Task description: Repeat every line of the data records below unchanged, leaving out the pictures.

Data records:
-=-=-

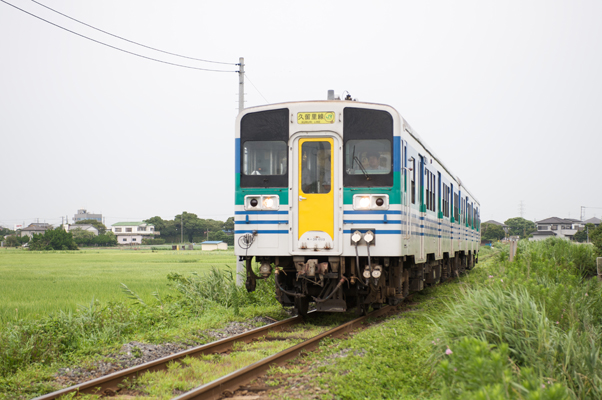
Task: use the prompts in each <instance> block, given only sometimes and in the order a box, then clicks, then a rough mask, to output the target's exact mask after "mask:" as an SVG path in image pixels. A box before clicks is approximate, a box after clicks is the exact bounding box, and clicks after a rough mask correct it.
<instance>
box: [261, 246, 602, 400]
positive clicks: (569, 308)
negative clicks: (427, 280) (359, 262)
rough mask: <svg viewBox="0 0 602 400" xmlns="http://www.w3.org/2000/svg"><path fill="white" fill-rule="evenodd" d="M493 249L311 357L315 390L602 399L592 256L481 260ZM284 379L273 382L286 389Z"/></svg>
mask: <svg viewBox="0 0 602 400" xmlns="http://www.w3.org/2000/svg"><path fill="white" fill-rule="evenodd" d="M489 251H491V250H489V249H484V250H483V254H482V255H481V260H482V262H481V263H480V264H478V266H477V267H476V268H475V269H474V270H473V271H472V272H471V273H470V274H468V275H467V276H464V277H462V278H461V279H460V280H459V281H457V280H456V281H452V282H448V283H446V284H443V285H440V286H438V287H434V288H429V289H427V290H425V291H423V292H421V293H419V294H417V295H415V297H414V298H413V299H412V302H411V303H410V304H409V305H406V310H405V312H404V313H402V314H401V315H400V317H398V318H393V319H390V320H387V321H386V322H385V323H382V324H379V325H376V326H374V327H372V328H369V329H367V330H365V331H362V332H361V333H358V334H357V335H355V336H354V337H353V338H351V339H350V340H346V341H341V340H333V341H328V342H326V343H325V344H324V345H323V346H321V350H322V351H321V352H320V354H317V355H312V356H310V357H308V359H307V361H306V363H307V365H310V366H312V365H320V364H322V366H321V367H319V368H318V369H317V370H314V372H313V373H314V374H316V375H315V376H314V379H315V380H313V382H316V383H319V384H320V385H321V386H322V387H324V386H326V387H328V390H329V394H328V395H327V396H326V397H325V398H331V397H332V395H334V397H335V398H341V399H363V398H375V399H376V398H378V399H380V398H388V399H446V400H447V399H483V400H485V399H491V400H493V399H533V400H535V399H539V400H543V399H547V400H552V399H592V400H594V399H600V398H602V358H600V346H601V345H602V329H601V325H602V297H601V296H602V291H601V285H600V283H599V282H598V281H597V279H595V278H593V279H591V274H592V272H593V271H594V269H595V266H594V261H595V255H594V251H593V248H592V247H591V246H584V245H577V244H572V243H568V242H565V241H562V240H552V241H546V242H543V243H529V242H526V241H524V242H521V243H520V245H519V252H518V255H517V258H516V259H515V261H514V262H513V263H509V262H508V261H507V255H508V254H507V250H505V251H502V252H500V253H497V254H495V255H494V257H493V258H490V259H489V260H487V261H485V262H483V261H484V260H483V259H484V258H485V257H483V256H484V255H485V254H486V253H487V252H489ZM341 355H343V356H341ZM314 357H315V358H314ZM324 360H326V361H324ZM293 368H299V367H297V366H295V367H293ZM280 372H281V370H275V371H273V376H272V379H273V384H285V385H286V384H287V382H286V381H284V382H280V381H278V377H279V376H280ZM293 390H295V389H293ZM292 398H303V395H301V396H299V397H296V396H293V397H292Z"/></svg>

-=-=-

Your response:
Task: use the prompts in each <instance> block, given only sometimes and in the order a box, then clicks, then a rough mask, to output the target's exact mask after "mask:" as an SVG path in image pixels. A box before clicks is approximate, a box after clicks is the exact bounding box, and clicks after a rough mask correct it.
<instance>
box: [261, 246, 602, 400]
positive clicks: (569, 308)
negative clicks: (427, 280) (359, 262)
rough mask: <svg viewBox="0 0 602 400" xmlns="http://www.w3.org/2000/svg"><path fill="white" fill-rule="evenodd" d="M493 249L311 357L315 390L602 399L592 256L481 260ZM284 379L273 382L286 389Z"/></svg>
mask: <svg viewBox="0 0 602 400" xmlns="http://www.w3.org/2000/svg"><path fill="white" fill-rule="evenodd" d="M489 251H491V250H489V249H484V250H483V254H482V255H481V260H482V262H481V263H480V264H478V266H477V267H476V268H475V269H474V270H473V271H472V272H471V273H470V274H468V275H467V276H464V277H462V278H461V279H460V280H459V281H457V280H456V281H452V282H448V283H446V284H443V285H440V286H438V287H434V288H429V289H427V290H425V291H423V292H421V293H419V294H417V295H415V297H414V298H413V299H412V302H411V303H410V304H409V305H406V310H405V312H404V313H402V314H401V315H400V317H398V318H393V319H390V320H387V321H386V322H385V323H382V324H379V325H376V326H374V327H372V328H369V329H367V330H365V331H362V332H361V333H358V334H357V335H355V336H354V337H353V338H351V339H350V340H346V341H341V340H333V341H328V342H326V343H325V344H324V345H323V346H321V350H322V351H321V352H320V354H317V355H312V356H310V357H308V359H307V361H306V363H307V365H310V366H312V365H320V364H322V366H321V367H319V368H318V369H317V370H314V372H313V373H314V374H316V375H315V376H314V379H315V380H313V382H316V383H319V384H320V385H321V386H322V387H324V386H326V387H328V390H329V394H328V395H327V396H326V397H325V398H331V397H332V395H334V397H335V398H341V399H363V398H375V399H376V398H378V399H380V398H388V399H446V400H447V399H483V400H485V399H491V400H493V399H533V400H535V399H539V400H543V399H547V400H552V399H592V400H594V399H600V398H602V358H600V346H601V345H602V329H601V325H602V297H601V296H602V291H601V285H600V283H599V282H598V281H597V279H595V278H593V279H591V274H592V272H593V271H594V269H595V266H594V261H595V255H594V251H593V248H592V247H591V246H584V245H577V244H572V243H568V242H565V241H562V240H552V241H546V242H543V243H529V242H526V241H524V242H521V243H520V245H519V252H518V255H517V258H516V259H515V261H514V262H513V263H509V262H508V261H507V255H508V254H507V250H505V251H502V252H500V253H497V254H495V255H494V257H493V258H490V259H489V260H487V261H485V262H483V261H484V260H483V259H484V258H485V257H483V256H484V255H485V254H486V253H487V252H489ZM341 355H343V356H341ZM314 357H315V358H314ZM324 360H326V361H324ZM293 368H299V367H297V366H295V367H293ZM280 372H281V370H275V371H273V376H272V379H273V384H285V385H286V384H287V382H286V381H284V382H280V381H278V377H279V376H280ZM293 390H295V389H293ZM292 398H303V395H301V396H299V397H296V396H293V397H292Z"/></svg>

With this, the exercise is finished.